▸ **REQUIRED WORK**:
1. Please retype the ISM manufacturing article from "- Production 51.0" up to and including "widespread cost pass-throughs.".
2. Edit every one of the records that follow the ISM manufacturing article so that "hiking boot" becomes "trail shoe", and keep everything else the same. Leave the pictures out of your answer.

▸ **SOURCE DOCUMENT**:
——————————

Market Analysis • November 04, 2025
PMI Up, Demand Down: Oct 11 ISM Hails “Stability” While 28% of Manufacturing Slips into Strong Contraction
StoneFlare Analyst••ISM
On 2025-10-11, the ISM manufacturing release handed investors a feel-good headline — the PMI ticked up 0.4 to 49.1. The problem: the guts of the report say demand is eroding. New Orders slid back into contraction at 48.9 (down 2.5), New Export Orders plunged to 43.0 (down 4.6), and Imports fell to 44.7 (down 1.3). Meanwhile, the share of sector GDP in strong contraction (≤45) exploded to 28% from 4%. Call it what you want. “Stability” isn’t it.
- Headline PMI: 49.1 (+0.4) — marginal uptick, still in contraction.
- Demand deteriorated: New Orders 48.9 (-2.5), New Export Orders 43.0 (-4.6), Imports 44.7 (-1.3).
- Production 51.0 (+3.2) vs Backlog 46.2 and Inventories 47.7 — output rising into weak orders = inventory risk.
- Broad weakness: 11 of 18 industries contracted; only 1 of the six largest expanded (Petroleum & Coal). 28% of sector GDP now in strong contraction (≤45).
- Prices 61.9 (-1.8) — slower, but still elevated with tariff surcharges up to 20% and widespread cost pass-throughs.

——————————

▸ **EXCERPTED DATA**:
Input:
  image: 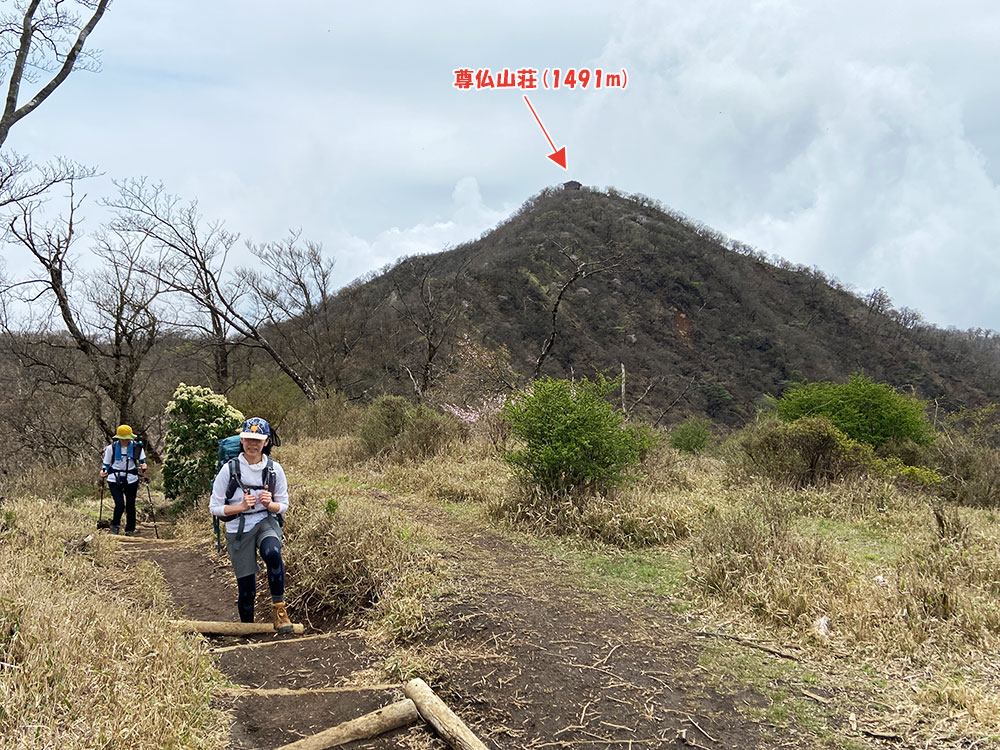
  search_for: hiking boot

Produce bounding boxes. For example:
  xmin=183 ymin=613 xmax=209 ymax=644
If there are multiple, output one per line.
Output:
xmin=271 ymin=602 xmax=295 ymax=634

——————————

▸ **ANSWERS TO THE TASKS**:
1.
- Production 51.0 (+3.2) vs Backlog 46.2 and Inventories 47.7 — output rising into weak orders = inventory risk.
- Broad weakness: 11 of 18 industries contracted; only 1 of the six largest expanded (Petroleum & Coal). 28% of sector GDP now in strong contraction (≤45).
- Prices 61.9 (-1.8) — slower, but still elevated with tariff surcharges up to 20% and widespread cost pass-throughs.

2.
Input:
  image: 
  search_for: trail shoe

Produce bounding boxes. For example:
  xmin=183 ymin=613 xmax=209 ymax=644
If there are multiple, output one per line.
Output:
xmin=271 ymin=602 xmax=295 ymax=634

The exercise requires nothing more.